- [OBJECTIVE]:
Everything from the line that holds "Reviewer check: each instance of the desert" through the end of the data below should be output exactly, both ends included.

- [DATA PROVIDED]:
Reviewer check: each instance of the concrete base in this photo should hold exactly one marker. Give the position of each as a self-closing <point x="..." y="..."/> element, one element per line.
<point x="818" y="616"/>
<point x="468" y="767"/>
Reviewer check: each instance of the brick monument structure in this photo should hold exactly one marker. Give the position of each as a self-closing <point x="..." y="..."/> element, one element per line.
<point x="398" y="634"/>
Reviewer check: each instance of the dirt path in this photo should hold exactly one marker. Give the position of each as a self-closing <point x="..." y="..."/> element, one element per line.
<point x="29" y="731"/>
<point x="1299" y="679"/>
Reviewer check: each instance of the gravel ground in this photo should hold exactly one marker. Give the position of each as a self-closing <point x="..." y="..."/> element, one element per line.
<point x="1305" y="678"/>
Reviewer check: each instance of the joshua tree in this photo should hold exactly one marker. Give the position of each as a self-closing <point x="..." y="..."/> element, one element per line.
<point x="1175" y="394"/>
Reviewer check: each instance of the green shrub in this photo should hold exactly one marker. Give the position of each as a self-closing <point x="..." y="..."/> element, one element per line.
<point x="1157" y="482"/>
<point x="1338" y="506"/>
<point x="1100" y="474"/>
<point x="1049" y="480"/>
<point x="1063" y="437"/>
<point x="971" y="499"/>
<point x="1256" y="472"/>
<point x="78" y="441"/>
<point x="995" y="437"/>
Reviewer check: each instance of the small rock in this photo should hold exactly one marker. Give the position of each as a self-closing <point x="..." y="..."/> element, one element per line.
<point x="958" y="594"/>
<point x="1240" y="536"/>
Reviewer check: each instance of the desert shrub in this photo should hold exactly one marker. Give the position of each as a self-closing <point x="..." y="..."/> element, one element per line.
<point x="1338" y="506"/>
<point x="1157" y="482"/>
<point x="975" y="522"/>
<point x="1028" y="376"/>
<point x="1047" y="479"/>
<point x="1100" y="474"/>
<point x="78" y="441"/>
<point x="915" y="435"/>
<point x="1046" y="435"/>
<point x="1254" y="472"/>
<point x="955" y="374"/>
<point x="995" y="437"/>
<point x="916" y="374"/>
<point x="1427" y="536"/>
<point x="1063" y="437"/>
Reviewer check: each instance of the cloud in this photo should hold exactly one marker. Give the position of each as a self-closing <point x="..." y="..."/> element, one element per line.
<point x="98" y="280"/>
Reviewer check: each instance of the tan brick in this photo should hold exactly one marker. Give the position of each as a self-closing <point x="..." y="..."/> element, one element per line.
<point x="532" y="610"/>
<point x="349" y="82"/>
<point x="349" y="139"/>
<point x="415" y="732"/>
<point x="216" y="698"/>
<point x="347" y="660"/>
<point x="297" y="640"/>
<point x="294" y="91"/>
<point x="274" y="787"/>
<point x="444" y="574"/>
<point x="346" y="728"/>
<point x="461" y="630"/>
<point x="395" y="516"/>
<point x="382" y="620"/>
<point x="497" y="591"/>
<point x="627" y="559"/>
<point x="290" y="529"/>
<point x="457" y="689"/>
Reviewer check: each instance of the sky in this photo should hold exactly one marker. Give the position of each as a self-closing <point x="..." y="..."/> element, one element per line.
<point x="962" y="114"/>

- [EXERCISE ANSWER]:
Reviewer check: each instance of the desert shrub in this photo should hold exactly one marker. Give the position of each as a self-closing <point x="..." y="..."/> element, one element per line.
<point x="1338" y="506"/>
<point x="1157" y="482"/>
<point x="975" y="522"/>
<point x="1028" y="376"/>
<point x="1047" y="479"/>
<point x="1100" y="474"/>
<point x="78" y="441"/>
<point x="915" y="435"/>
<point x="1046" y="435"/>
<point x="1254" y="472"/>
<point x="955" y="374"/>
<point x="995" y="437"/>
<point x="916" y="374"/>
<point x="1427" y="536"/>
<point x="1063" y="437"/>
Reviewer check: each instance of the cloud in this photo should hold exactly one marker. Give the position of each as a self-closing <point x="..." y="..."/> element, one element per line.
<point x="98" y="280"/>
Reviewer check: each instance of the tan brick in this photo should hold exactly one marker. Give the position of each as a self-closing <point x="..." y="..."/> element, one element per line.
<point x="532" y="610"/>
<point x="349" y="82"/>
<point x="349" y="139"/>
<point x="415" y="732"/>
<point x="216" y="698"/>
<point x="347" y="660"/>
<point x="297" y="640"/>
<point x="294" y="91"/>
<point x="274" y="787"/>
<point x="444" y="574"/>
<point x="346" y="728"/>
<point x="461" y="630"/>
<point x="395" y="516"/>
<point x="382" y="620"/>
<point x="497" y="591"/>
<point x="627" y="559"/>
<point x="290" y="529"/>
<point x="457" y="689"/>
Reviewer check: each instance of the sky in this photo should hold exactly one marker. Give the position of each as a self-closing <point x="..." y="..."/> element, one element per line.
<point x="962" y="114"/>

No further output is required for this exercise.